__Source excerpt__
Got this one for chrimbo, started it yesterday and I'm already halfway through

Posted: Sat Dec 27, 2008 1:38 pm
by wolf hood
about halfway through 'cities of the red night' by william s. burroughs
Posted: Mon Dec 29, 2008 10:46 pm
by nattynat
finished "the informers" by bret easton ellis a few weeks back...twas awesome like all his books
Posted: Tue Dec 30, 2008 7:33 am
by jasonk1234
just finished reading "the way of lif" by lao tzu
very good book
Posted: Tue Dec 30, 2008 10:25 pm
by dunkno
your sister's diary, she left it round mine
Posted: Tue Dec 30, 2008 11:28 pm
by diss04
anyone read anything by harry crews or kenneth gangemi?
Posted: Fri Jan 02, 2009 8:23 pm
by 45 inches
on the road- Jack Kerouac
31 Songs- Nick Hornby
The ragged Trousered Philanphropists- Robert Tressel
but recently finished Catch 22. best book ever? quite possibly
Posted: Fri Jan 02, 2009 9:42 pm
by non_typical
Tom Robbins is the man for tripped out fiction I reckon.
Start with "Even cowgirls get the blues" - roughly every 3 pages there's a sentence that makes you stop & think "this man's a genious!".
Apparently it's been made into a shit film, I've not seen it, but there's no way you could do a screenplay that would do the book any sort of justice without making the film 5 hours long, so if you've seen it don't let it put you off the book.
Posted: Fri Jan 02, 2009 9:46 pm
by djsolace72
Currently reading "Neuromancer" by Williams Gibbons.
hard to believe it was written back in 1984.
Posted: Fri Jan 02, 2009 9:47 pm
by datura
Non_Typical wrote:Tom Robbins is the man for tripped out fiction I reckon.
More tripped out than Pynchon? I couldn't get through Gravity's Rainbow, despite moments of genius (the sweets tasting had me in fits).
Posted: Fri Jan 02, 2009 10:42 pm
by non_typical
datura wrote:Non_Typical wrote:Tom Robbins is the man for tripped out fiction I reckon.

__Dataset content__
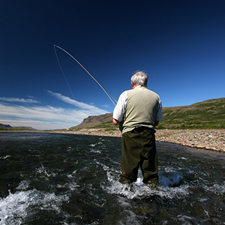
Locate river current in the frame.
[0,132,225,225]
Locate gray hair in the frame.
[131,71,148,87]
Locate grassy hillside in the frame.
[70,98,225,130]
[158,98,225,129]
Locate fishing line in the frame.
[54,45,117,105]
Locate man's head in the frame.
[131,71,148,87]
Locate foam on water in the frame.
[0,190,68,225]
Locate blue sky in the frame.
[0,0,225,129]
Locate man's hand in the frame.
[113,118,120,125]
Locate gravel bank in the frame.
[54,129,225,152]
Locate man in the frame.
[113,71,162,184]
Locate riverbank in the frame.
[54,129,225,152]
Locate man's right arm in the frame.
[113,91,127,125]
[113,118,120,125]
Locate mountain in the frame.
[70,98,225,130]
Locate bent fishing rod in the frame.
[54,45,117,105]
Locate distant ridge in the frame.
[70,98,225,130]
[0,123,36,130]
[0,123,12,128]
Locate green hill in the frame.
[70,98,225,130]
[157,98,225,129]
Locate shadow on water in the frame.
[0,133,225,225]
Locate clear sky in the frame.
[0,0,225,129]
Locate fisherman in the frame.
[113,71,163,186]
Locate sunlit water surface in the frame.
[0,133,225,225]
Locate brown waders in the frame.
[120,127,158,184]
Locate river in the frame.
[0,132,225,225]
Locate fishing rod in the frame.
[54,45,117,105]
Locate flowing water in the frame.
[0,133,225,225]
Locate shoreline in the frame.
[53,129,225,152]
[0,128,225,153]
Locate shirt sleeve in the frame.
[113,91,128,122]
[156,99,163,121]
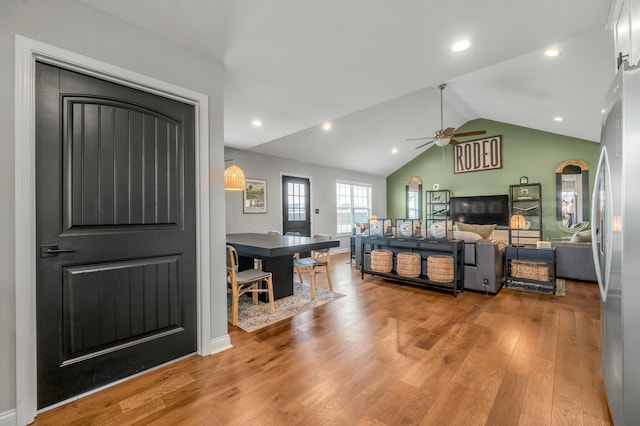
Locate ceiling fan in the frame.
[406,83,487,149]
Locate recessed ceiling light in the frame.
[451,40,471,52]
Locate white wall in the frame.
[225,149,387,252]
[0,0,227,419]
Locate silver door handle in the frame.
[40,244,75,257]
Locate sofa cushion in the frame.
[456,222,496,240]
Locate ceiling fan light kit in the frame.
[406,83,487,149]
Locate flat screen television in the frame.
[451,195,509,227]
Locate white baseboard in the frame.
[0,410,18,426]
[209,334,233,354]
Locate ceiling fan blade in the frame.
[447,129,487,138]
[441,127,455,136]
[416,141,433,149]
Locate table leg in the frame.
[238,254,293,302]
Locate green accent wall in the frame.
[387,119,600,241]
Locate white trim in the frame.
[209,334,233,355]
[15,35,220,424]
[0,410,17,426]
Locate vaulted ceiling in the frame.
[80,0,615,176]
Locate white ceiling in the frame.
[81,0,615,176]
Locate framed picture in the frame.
[242,178,267,213]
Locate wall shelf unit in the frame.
[425,189,453,239]
[509,183,542,246]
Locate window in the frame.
[336,182,371,234]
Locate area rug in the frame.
[504,278,566,296]
[227,282,345,332]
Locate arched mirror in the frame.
[556,160,589,231]
[406,176,422,220]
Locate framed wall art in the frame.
[242,178,267,213]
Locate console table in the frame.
[360,236,464,297]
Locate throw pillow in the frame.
[453,231,482,243]
[456,222,496,240]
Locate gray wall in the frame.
[0,0,227,415]
[225,149,387,252]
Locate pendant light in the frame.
[224,160,244,191]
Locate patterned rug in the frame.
[227,282,344,332]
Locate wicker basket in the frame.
[371,250,393,272]
[511,260,551,282]
[396,252,422,278]
[427,256,453,283]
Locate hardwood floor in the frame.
[34,254,611,425]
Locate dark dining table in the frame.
[227,233,340,299]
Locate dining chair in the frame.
[293,234,333,299]
[227,245,276,325]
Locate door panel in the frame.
[36,63,197,408]
[282,176,311,237]
[63,97,183,229]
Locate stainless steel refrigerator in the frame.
[591,64,640,425]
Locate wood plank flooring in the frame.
[34,254,612,426]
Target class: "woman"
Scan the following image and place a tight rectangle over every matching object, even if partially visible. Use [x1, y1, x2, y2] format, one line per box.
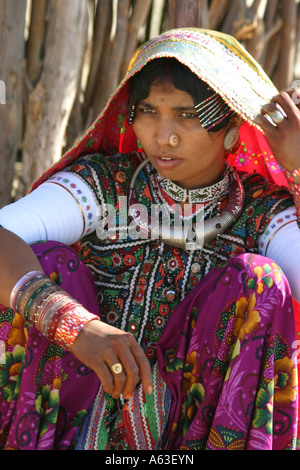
[0, 29, 300, 449]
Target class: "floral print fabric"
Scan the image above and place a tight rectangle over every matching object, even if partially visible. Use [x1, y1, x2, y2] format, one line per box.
[158, 254, 298, 450]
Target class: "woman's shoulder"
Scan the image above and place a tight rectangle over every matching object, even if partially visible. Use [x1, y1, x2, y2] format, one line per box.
[238, 172, 291, 199]
[67, 152, 143, 202]
[68, 152, 143, 176]
[239, 172, 293, 233]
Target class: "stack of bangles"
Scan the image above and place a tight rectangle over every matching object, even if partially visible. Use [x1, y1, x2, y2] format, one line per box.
[10, 271, 99, 351]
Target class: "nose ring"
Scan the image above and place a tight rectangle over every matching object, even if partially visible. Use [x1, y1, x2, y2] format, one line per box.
[169, 132, 179, 147]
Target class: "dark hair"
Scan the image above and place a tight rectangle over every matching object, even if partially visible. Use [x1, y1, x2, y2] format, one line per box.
[130, 58, 233, 132]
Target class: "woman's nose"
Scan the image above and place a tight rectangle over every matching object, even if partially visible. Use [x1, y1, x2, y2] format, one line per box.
[155, 119, 174, 147]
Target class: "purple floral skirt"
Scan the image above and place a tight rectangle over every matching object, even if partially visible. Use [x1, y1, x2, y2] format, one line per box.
[0, 242, 298, 450]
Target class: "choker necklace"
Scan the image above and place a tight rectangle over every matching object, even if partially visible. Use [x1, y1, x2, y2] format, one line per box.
[156, 170, 229, 204]
[128, 159, 245, 250]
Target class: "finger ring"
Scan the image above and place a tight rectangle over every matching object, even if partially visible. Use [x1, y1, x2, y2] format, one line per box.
[268, 109, 285, 124]
[111, 362, 123, 374]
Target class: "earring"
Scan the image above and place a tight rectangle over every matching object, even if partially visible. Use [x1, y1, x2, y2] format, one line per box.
[169, 132, 179, 147]
[127, 104, 135, 125]
[224, 127, 240, 151]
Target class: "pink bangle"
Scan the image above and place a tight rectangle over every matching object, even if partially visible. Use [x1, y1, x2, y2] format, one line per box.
[288, 180, 300, 221]
[53, 305, 100, 351]
[281, 167, 300, 183]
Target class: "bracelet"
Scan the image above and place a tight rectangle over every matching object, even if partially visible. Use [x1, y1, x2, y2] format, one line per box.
[280, 166, 300, 183]
[10, 271, 47, 310]
[11, 271, 100, 351]
[54, 304, 100, 351]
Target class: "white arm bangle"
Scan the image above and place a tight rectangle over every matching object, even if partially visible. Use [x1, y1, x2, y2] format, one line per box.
[0, 172, 98, 245]
[259, 207, 300, 302]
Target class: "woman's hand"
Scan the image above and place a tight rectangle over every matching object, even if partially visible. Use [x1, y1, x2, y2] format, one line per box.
[72, 320, 152, 399]
[255, 89, 300, 182]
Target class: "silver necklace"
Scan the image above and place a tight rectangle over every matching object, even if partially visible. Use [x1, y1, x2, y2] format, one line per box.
[128, 159, 245, 250]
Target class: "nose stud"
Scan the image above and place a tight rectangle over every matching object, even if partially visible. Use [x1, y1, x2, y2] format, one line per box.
[169, 132, 179, 147]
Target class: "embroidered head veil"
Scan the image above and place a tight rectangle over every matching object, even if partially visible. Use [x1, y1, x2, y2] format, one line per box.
[33, 28, 286, 188]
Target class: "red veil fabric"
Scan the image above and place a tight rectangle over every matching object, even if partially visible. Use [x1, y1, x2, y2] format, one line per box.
[32, 37, 300, 435]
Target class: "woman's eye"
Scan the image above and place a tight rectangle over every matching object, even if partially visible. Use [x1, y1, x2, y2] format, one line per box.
[182, 113, 198, 119]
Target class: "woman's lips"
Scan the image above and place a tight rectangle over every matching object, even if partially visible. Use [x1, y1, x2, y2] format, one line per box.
[154, 155, 182, 170]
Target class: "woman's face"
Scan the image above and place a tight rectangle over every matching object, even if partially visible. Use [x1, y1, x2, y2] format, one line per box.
[133, 82, 226, 189]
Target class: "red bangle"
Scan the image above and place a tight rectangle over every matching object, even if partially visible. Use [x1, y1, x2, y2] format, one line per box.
[282, 167, 300, 182]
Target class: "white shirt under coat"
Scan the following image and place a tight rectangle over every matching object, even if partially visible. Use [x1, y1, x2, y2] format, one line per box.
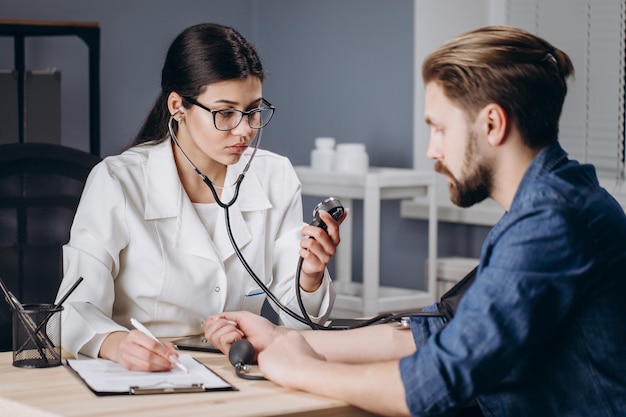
[57, 140, 335, 357]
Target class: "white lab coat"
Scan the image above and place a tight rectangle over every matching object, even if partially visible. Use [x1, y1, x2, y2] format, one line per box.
[57, 140, 335, 357]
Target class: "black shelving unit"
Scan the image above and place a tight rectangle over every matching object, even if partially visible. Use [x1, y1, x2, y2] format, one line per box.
[0, 19, 100, 156]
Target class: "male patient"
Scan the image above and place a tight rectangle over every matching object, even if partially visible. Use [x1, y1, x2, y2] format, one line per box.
[206, 26, 626, 417]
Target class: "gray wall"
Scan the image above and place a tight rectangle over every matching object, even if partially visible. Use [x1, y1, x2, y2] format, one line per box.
[0, 0, 486, 288]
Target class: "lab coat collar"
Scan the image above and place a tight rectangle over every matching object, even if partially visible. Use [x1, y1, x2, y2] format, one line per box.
[144, 140, 272, 262]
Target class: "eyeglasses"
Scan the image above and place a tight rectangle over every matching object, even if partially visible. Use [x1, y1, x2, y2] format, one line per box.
[183, 97, 276, 131]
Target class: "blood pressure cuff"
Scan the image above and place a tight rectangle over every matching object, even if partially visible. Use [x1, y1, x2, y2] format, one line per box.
[436, 266, 478, 322]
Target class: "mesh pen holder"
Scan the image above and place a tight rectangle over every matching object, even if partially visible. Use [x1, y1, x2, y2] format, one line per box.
[13, 304, 63, 368]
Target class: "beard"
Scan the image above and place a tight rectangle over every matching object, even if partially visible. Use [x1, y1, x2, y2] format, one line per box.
[435, 132, 493, 208]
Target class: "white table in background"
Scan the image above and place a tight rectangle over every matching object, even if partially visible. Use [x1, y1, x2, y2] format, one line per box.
[295, 166, 437, 317]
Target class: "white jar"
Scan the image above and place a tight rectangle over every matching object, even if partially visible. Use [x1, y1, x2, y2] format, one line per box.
[311, 137, 335, 172]
[334, 143, 369, 174]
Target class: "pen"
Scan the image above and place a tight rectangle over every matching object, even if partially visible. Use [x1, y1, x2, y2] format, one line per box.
[130, 317, 189, 373]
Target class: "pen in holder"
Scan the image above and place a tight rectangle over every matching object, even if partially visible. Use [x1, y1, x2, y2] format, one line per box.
[0, 277, 83, 368]
[13, 304, 63, 368]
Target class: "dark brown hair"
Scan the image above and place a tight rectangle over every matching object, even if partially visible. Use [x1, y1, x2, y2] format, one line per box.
[130, 23, 265, 146]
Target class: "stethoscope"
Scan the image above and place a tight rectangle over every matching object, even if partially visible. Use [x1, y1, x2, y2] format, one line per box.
[167, 115, 322, 325]
[167, 115, 434, 330]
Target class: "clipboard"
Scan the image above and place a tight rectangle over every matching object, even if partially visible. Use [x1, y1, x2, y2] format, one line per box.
[66, 354, 238, 396]
[172, 334, 222, 353]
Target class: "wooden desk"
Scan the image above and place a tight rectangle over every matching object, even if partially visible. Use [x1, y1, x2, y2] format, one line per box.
[0, 352, 372, 417]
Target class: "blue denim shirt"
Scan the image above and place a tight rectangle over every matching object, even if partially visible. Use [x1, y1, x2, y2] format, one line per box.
[400, 143, 626, 417]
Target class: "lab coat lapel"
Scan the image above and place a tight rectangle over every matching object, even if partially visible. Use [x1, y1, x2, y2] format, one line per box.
[144, 140, 221, 263]
[214, 157, 272, 261]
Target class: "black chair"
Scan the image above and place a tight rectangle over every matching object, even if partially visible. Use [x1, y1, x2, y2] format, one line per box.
[0, 143, 100, 351]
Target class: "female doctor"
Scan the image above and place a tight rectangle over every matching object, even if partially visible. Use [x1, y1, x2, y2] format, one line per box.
[57, 24, 345, 371]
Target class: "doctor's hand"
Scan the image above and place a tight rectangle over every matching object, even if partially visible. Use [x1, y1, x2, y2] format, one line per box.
[300, 210, 348, 292]
[99, 330, 178, 372]
[204, 311, 287, 355]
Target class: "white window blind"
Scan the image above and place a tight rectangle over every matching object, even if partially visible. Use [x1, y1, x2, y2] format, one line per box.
[506, 0, 626, 184]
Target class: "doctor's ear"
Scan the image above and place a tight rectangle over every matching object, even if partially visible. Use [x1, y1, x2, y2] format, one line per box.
[167, 91, 185, 117]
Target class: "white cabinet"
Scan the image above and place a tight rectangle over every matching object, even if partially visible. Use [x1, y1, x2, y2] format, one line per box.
[295, 166, 437, 317]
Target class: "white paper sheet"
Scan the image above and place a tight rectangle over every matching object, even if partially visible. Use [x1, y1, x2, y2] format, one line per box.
[67, 354, 233, 394]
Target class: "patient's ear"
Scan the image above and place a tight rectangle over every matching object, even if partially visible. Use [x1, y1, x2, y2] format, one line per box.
[481, 103, 509, 146]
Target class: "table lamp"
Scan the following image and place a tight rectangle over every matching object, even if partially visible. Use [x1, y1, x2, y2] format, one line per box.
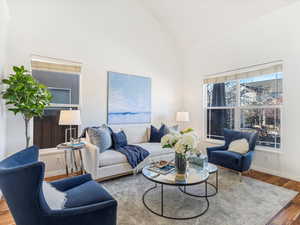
[59, 110, 81, 142]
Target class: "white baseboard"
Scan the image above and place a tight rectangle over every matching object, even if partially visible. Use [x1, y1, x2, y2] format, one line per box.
[45, 170, 66, 177]
[251, 165, 300, 181]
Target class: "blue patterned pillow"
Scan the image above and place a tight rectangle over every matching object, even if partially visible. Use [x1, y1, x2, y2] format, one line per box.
[111, 130, 128, 150]
[87, 125, 112, 153]
[149, 124, 167, 143]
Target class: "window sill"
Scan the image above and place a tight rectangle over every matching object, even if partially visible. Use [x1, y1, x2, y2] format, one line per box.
[40, 148, 64, 156]
[204, 139, 283, 154]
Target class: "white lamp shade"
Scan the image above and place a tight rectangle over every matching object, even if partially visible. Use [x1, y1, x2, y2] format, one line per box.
[59, 110, 81, 125]
[176, 112, 190, 122]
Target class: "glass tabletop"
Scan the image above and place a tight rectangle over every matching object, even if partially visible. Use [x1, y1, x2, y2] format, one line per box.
[142, 164, 210, 186]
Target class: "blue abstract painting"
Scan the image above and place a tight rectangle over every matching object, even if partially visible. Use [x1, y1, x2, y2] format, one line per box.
[107, 72, 151, 124]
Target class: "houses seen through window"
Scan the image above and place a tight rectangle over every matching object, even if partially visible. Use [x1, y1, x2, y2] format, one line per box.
[204, 65, 283, 149]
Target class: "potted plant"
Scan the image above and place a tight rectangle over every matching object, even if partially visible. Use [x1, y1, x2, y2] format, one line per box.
[1, 66, 52, 148]
[161, 129, 199, 180]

__Challenges__
**1.** Translate this sentence from the book forum thread into Spanish: "Tom Robbins is the man for tripped out fiction I reckon."
**2.** Write what comes next in the book forum thread, starting after its final line.
The records have no connection to the book forum thread.

__Responses to the exercise__
**1.** Tom Robbins es el mejor para la ficción alucinada, creo yo.

**2.**
More tripped out than Pynchon? I couldn't get through Gravity's Rainbow, despite moments of genius (the sweets tasting had me in fits).
Not especially more so, just different. I prefer Tom personally, but it's all good - as long as you're reading something instead of vegging out on some mindless TV you're onto a winner I reckon.
Posted: Sat Jan 03, 2009 12:58 pm
by bass_culture
Got this for Christmas from my father-in-law. Being a post-graduate student who specialises in eighteenth-century history, this was a good choice for me!
It's fairly easy going, and reads somewhat like a novel. However, the standard of scholarship is excellent, with Rubenhold readily acknowledging the limitations of the sources without majorly disrupting the general narrative.
Thumbs up so far!

Posted: Sat Jan 03, 2009 4:13 pm
by djelements
Terry Pratchett - Jingo.
Light reading, but still, a hell of a book.
Posted: Sun Jan 04, 2009 8:52 pm
by d-T-r
jasonk1234 wrote:just finished reading "the way of lif" by lao tzu
very good book
good choice.
i just started this. hoping it will get my mind/body back into lucid dreaming after a lazy few months. plus always good to know some of the roots to concepts adopted or made famous by the west

Posted: Sun Jan 04, 2009 9:30 pm
by drak
Wolf Hood wrote:about halfway through 'cities of the red night' by william s. burroughs
Great book, there. Haven't read the rest of the trilogy, but I probably will get to that some time or other...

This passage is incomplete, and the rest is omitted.